Aim of the task
Repeat every entry exactly as it appears.

The input START

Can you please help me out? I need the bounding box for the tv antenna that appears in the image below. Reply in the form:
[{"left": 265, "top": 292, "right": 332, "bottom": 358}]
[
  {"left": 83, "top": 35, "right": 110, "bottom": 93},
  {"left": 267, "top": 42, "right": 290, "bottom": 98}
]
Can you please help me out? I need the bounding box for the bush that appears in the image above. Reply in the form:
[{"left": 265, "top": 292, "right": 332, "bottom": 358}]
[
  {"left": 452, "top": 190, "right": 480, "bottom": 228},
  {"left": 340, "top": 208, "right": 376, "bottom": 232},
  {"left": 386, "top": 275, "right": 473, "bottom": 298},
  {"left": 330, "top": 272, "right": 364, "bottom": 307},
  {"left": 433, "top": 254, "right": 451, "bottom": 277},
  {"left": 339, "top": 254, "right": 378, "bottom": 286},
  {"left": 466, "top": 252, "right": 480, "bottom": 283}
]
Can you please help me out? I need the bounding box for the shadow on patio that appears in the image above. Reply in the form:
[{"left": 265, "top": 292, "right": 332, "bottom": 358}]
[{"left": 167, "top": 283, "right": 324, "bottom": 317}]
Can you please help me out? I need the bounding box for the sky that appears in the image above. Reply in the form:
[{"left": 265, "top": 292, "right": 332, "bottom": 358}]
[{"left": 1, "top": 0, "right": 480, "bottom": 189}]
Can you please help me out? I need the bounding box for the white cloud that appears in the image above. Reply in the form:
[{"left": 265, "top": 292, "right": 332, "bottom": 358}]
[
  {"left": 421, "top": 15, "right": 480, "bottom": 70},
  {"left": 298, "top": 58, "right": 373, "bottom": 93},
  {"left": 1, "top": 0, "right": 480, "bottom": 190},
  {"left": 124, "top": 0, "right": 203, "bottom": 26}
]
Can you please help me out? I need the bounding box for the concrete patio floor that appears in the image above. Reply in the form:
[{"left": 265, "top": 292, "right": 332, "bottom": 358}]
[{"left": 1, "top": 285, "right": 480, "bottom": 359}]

The input END

Task result
Can you please help me out? I need the bounding box for the tv antenna that appears in the image below. Reply in the form:
[{"left": 265, "top": 292, "right": 332, "bottom": 358}]
[
  {"left": 83, "top": 35, "right": 110, "bottom": 93},
  {"left": 267, "top": 42, "right": 290, "bottom": 98}
]
Can you please help me out? I need the bounding box for the bush that appears in the image above. Reply in the form:
[{"left": 265, "top": 292, "right": 332, "bottom": 358}]
[
  {"left": 452, "top": 190, "right": 480, "bottom": 228},
  {"left": 340, "top": 208, "right": 376, "bottom": 232},
  {"left": 386, "top": 275, "right": 473, "bottom": 298},
  {"left": 330, "top": 272, "right": 364, "bottom": 307},
  {"left": 433, "top": 254, "right": 451, "bottom": 277},
  {"left": 339, "top": 254, "right": 378, "bottom": 286},
  {"left": 466, "top": 252, "right": 480, "bottom": 283}
]
Can you please help me out? I need the bounding box for the shadow on patio that appears in the image above. Reply in the form:
[{"left": 265, "top": 292, "right": 332, "bottom": 358}]
[{"left": 167, "top": 283, "right": 324, "bottom": 317}]
Can you please help me out? I need the bounding box for the sky that appears in the image above. Reply in the form:
[{"left": 265, "top": 292, "right": 332, "bottom": 358}]
[{"left": 1, "top": 0, "right": 480, "bottom": 189}]
Can you please help me out? I need the bounding box for the white cloud that appears in the image above. Reply in the form:
[{"left": 265, "top": 292, "right": 332, "bottom": 358}]
[
  {"left": 421, "top": 15, "right": 480, "bottom": 70},
  {"left": 298, "top": 58, "right": 373, "bottom": 93},
  {"left": 1, "top": 0, "right": 480, "bottom": 190},
  {"left": 124, "top": 0, "right": 203, "bottom": 26}
]
Can you please help me out? I need the bounding box for the concrete patio floor that appears in the image above. Reply in the form:
[{"left": 265, "top": 292, "right": 332, "bottom": 358}]
[{"left": 1, "top": 285, "right": 480, "bottom": 359}]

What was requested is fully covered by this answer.